• Text to read:
start

Abilene is a song written by Bob Gibson, Lester Brown and John D. Loudermilk, and recorded by American country music artist George Hamilton IV. The song reached number one on the U.S. country music chart for four weeks, and peaked at number 15 on the pop music charts. George Hamilton IV performed "Abilene" in the 1963 movie Hootenanny Hoot.

Background and writing
Bob Gibson was inspired to write the song after watching the Randolph Scott film Abilene Town.  The setting for the film is Abilene, Kansas, the railhead town at the end of the Chisholm Trail. Gibson said the song had often been erroneously thought to be about Abilene, Texas, named for the Kansas cowtown that had been established 24 years earlier but a much larger city.

end

• Collected material:
start

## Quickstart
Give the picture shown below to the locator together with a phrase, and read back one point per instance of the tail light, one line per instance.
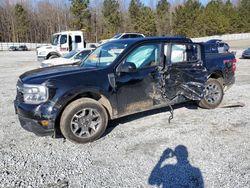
(233, 61)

end

• Job: From the passage about the song "Abilene," copy out word for word the part that begins with "Abilene is a" and ends with "movie Hootenanny Hoot.". The data comes from a separate source.

• Solved exercise:
Abilene is a song written by Bob Gibson, Lester Brown and John D. Loudermilk, and recorded by American country music artist George Hamilton IV. The song reached number one on the U.S. country music chart for four weeks, and peaked at number 15 on the pop music charts. George Hamilton IV performed "Abilene" in the 1963 movie Hootenanny Hoot.